— begin RECORDS TO USE —
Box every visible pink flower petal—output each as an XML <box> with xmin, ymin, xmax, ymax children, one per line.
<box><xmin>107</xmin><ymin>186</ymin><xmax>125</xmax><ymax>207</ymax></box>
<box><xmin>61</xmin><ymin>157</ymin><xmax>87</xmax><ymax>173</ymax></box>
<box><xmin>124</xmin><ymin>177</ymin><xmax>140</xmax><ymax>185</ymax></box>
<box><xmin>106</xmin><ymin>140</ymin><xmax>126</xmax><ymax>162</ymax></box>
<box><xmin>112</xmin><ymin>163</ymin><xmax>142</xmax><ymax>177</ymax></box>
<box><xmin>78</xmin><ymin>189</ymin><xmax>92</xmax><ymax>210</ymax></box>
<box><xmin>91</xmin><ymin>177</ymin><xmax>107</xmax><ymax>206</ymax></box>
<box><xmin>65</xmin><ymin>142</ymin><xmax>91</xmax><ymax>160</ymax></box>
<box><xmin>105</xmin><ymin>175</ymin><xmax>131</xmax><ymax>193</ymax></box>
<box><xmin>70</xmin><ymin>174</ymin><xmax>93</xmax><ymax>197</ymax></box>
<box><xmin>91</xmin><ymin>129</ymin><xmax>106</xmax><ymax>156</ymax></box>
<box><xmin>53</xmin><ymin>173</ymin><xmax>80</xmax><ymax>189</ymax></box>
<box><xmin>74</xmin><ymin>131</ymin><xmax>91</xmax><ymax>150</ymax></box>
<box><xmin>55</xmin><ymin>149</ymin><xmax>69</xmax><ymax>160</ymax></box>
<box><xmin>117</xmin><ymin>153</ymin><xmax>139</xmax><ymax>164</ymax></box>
— end RECORDS TO USE —
Transcribe the material above line for line, without changing a single character.

- EXPECTED OUTPUT
Box every visible pink flower petal—output each as an XML <box> with xmin, ymin, xmax, ymax children, one per line.
<box><xmin>107</xmin><ymin>186</ymin><xmax>125</xmax><ymax>207</ymax></box>
<box><xmin>61</xmin><ymin>157</ymin><xmax>87</xmax><ymax>173</ymax></box>
<box><xmin>124</xmin><ymin>177</ymin><xmax>140</xmax><ymax>185</ymax></box>
<box><xmin>106</xmin><ymin>140</ymin><xmax>126</xmax><ymax>162</ymax></box>
<box><xmin>112</xmin><ymin>163</ymin><xmax>142</xmax><ymax>177</ymax></box>
<box><xmin>78</xmin><ymin>189</ymin><xmax>92</xmax><ymax>210</ymax></box>
<box><xmin>91</xmin><ymin>177</ymin><xmax>107</xmax><ymax>206</ymax></box>
<box><xmin>65</xmin><ymin>142</ymin><xmax>91</xmax><ymax>160</ymax></box>
<box><xmin>105</xmin><ymin>175</ymin><xmax>131</xmax><ymax>193</ymax></box>
<box><xmin>70</xmin><ymin>174</ymin><xmax>93</xmax><ymax>197</ymax></box>
<box><xmin>91</xmin><ymin>129</ymin><xmax>106</xmax><ymax>156</ymax></box>
<box><xmin>53</xmin><ymin>173</ymin><xmax>80</xmax><ymax>189</ymax></box>
<box><xmin>74</xmin><ymin>131</ymin><xmax>91</xmax><ymax>150</ymax></box>
<box><xmin>55</xmin><ymin>149</ymin><xmax>69</xmax><ymax>160</ymax></box>
<box><xmin>117</xmin><ymin>153</ymin><xmax>139</xmax><ymax>164</ymax></box>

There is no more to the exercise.